-- What to work on --
Reproduce each line of the material that follows, word for word.

Material for the task START

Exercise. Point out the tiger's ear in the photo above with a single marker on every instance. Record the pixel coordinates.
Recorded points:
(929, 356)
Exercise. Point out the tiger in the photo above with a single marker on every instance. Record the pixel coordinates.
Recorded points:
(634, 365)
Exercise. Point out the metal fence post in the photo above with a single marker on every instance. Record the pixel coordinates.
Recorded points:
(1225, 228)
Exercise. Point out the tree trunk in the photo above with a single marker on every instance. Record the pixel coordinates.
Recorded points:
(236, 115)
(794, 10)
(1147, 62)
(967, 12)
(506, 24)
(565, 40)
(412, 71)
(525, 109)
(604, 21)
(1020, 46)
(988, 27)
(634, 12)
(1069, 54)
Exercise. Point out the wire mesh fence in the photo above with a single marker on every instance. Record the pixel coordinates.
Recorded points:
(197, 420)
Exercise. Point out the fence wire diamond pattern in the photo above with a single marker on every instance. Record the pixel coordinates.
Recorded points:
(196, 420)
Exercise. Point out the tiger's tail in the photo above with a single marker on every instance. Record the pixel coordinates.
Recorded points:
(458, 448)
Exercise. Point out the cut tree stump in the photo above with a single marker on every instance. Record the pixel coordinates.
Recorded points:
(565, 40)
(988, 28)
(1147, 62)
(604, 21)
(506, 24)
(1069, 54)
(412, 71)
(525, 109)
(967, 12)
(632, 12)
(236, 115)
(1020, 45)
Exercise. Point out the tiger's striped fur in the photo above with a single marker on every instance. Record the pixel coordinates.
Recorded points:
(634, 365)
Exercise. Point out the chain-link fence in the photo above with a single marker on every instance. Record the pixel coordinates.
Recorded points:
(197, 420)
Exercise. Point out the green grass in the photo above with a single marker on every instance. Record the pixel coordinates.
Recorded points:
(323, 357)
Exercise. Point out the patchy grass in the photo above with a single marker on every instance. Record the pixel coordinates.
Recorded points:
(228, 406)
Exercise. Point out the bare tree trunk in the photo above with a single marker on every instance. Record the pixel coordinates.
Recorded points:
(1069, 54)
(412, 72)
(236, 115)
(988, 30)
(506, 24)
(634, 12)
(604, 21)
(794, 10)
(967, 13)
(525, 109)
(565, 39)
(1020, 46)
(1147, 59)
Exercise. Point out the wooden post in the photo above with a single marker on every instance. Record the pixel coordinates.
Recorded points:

Material for the task END

-- Completed task --
Exercise. Point out the tiger's ear in the photo above with a single marker on every instance. Record the pixel coordinates.
Recorded points:
(929, 356)
Exercise. Point out the tiger in the photo above with a single marker on every instance. Record the pixel coordinates.
Recorded points:
(634, 365)
Exercise. Point out the metal fence post in the photo above with a single marker on every instance. Record the pixel coordinates.
Recorded points:
(1225, 228)
Exercise. Point out the tree trunk in the photo above with a single marker on every instance. Record the pixel coordinates.
Recorded points:
(236, 115)
(794, 10)
(1147, 62)
(967, 12)
(506, 24)
(565, 40)
(412, 71)
(525, 109)
(604, 21)
(1020, 46)
(988, 27)
(634, 12)
(1069, 54)
Exercise. Point out the wire mesh fence in the photo above with a single marker on every instance. Record the pixel coordinates.
Recorded points:
(197, 420)
Exercise. Point out the fence wire diamond pattern in the photo above with a single marker on every instance. Record the pixel coordinates.
Recorded points:
(196, 420)
Exercise. Point out the tiger's tail in the photo above with a single marker on every instance. Record the pixel coordinates.
Recorded points:
(458, 448)
Exercise. Point out the cut tree stump in the photo above with a single marker on every instance. Record the pixel coordinates.
Recorded points:
(565, 40)
(988, 28)
(1147, 62)
(604, 21)
(506, 24)
(1069, 54)
(412, 71)
(525, 109)
(967, 12)
(632, 12)
(236, 115)
(1020, 45)
Exercise. Point out the tiger's striped fur in the photo above with a single marker on every instance. Record the pixel coordinates.
Recorded points:
(634, 365)
Exercise. Point out the chain-link fence in the photo above with a single marker on every instance. Record the pixel coordinates.
Recorded points:
(197, 420)
Exercise. Point out the green grass in the photo above with a single marker on every instance. Record the pixel coordinates.
Recorded points:
(323, 357)
Exercise. Point out the patchy grass in the photo above with a single marker on every instance. Record the pixel coordinates.
Recorded points:
(228, 406)
Exercise. Point out the bare tree trunk in the photo above with a single marker on every instance. Record the pixel coordinates.
Recorded points:
(1069, 54)
(412, 72)
(236, 115)
(988, 30)
(506, 24)
(634, 12)
(604, 21)
(794, 10)
(967, 13)
(525, 109)
(565, 39)
(1020, 46)
(1147, 59)
Exercise. Point out the wooden post in the photo above with a single marker on every instance. Record the pixel coordinates.
Recorded points:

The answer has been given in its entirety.